### [Data for processing]
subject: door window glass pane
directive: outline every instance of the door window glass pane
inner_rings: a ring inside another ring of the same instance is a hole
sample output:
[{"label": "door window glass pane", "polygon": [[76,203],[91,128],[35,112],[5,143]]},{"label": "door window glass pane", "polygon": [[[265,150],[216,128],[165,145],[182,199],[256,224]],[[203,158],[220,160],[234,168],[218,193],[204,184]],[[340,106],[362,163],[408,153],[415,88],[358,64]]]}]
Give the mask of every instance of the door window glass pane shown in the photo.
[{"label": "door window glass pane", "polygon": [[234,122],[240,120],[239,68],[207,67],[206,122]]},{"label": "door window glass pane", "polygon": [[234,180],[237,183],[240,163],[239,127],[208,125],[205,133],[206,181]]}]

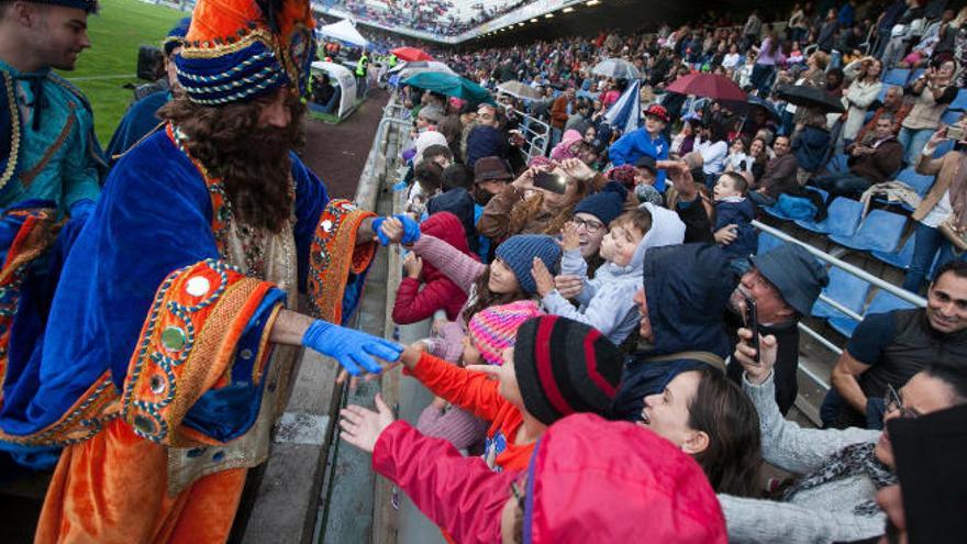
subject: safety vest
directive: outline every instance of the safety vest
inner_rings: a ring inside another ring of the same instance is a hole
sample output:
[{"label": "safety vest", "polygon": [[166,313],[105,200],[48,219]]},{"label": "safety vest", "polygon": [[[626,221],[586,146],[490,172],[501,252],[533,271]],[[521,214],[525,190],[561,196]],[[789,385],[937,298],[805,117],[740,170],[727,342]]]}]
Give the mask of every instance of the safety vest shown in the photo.
[{"label": "safety vest", "polygon": [[366,65],[369,64],[369,57],[364,53],[359,60],[356,63],[356,76],[365,77],[366,76]]}]

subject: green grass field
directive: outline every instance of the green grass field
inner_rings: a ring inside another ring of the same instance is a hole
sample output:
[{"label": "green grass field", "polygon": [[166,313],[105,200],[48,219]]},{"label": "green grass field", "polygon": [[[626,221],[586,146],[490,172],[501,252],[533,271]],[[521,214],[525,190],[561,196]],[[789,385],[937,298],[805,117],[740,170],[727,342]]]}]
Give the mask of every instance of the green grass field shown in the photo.
[{"label": "green grass field", "polygon": [[100,13],[88,19],[91,48],[80,54],[77,69],[62,74],[79,87],[95,108],[95,129],[107,145],[131,103],[124,84],[135,76],[137,48],[159,45],[168,31],[189,13],[138,0],[100,0]]}]

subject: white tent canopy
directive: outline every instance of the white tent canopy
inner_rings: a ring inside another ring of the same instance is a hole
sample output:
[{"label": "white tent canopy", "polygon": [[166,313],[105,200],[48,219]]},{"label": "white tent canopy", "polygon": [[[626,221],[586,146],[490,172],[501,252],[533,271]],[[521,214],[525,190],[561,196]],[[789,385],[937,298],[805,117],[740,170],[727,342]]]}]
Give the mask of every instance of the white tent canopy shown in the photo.
[{"label": "white tent canopy", "polygon": [[[329,74],[330,82],[340,88],[338,109],[335,109],[333,113],[336,113],[340,119],[344,119],[356,108],[356,78],[345,66],[324,60],[312,63],[312,74],[322,73]],[[312,106],[310,104],[310,107]]]},{"label": "white tent canopy", "polygon": [[356,27],[353,26],[353,23],[346,19],[343,19],[337,23],[326,24],[322,29],[319,29],[319,33],[323,36],[332,37],[341,42],[358,45],[359,47],[366,47],[369,45],[369,41],[363,37],[363,34],[359,34],[359,31],[357,31]]}]

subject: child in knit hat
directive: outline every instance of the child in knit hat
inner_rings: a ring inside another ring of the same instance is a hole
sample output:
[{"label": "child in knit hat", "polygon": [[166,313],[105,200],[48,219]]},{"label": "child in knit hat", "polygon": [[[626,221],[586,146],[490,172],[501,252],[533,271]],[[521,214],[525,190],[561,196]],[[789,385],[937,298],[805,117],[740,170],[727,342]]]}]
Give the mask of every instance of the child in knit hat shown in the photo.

### [Task description]
Give the rows again from the start through the line containing "Give the mask of every instance of the door", swapping "outline" for "trace" and leaving everything else unchanged.

### [Final answer]
subject: door window glass pane
directive: trace every instance of the door window glass pane
inner_rings: a ring inside another ring of the same instance is a hole
sample output:
[{"label": "door window glass pane", "polygon": [[76,203],[91,128],[35,112],[5,143]]},{"label": "door window glass pane", "polygon": [[[265,150],[216,128],[165,145],[182,199],[256,224]],[[203,158],[220,160],[234,168],[218,193],[204,184]],[[340,106],[362,163],[408,153],[415,88],[358,64]]]}]
Give the mask of every instance of the door window glass pane shown in the photo.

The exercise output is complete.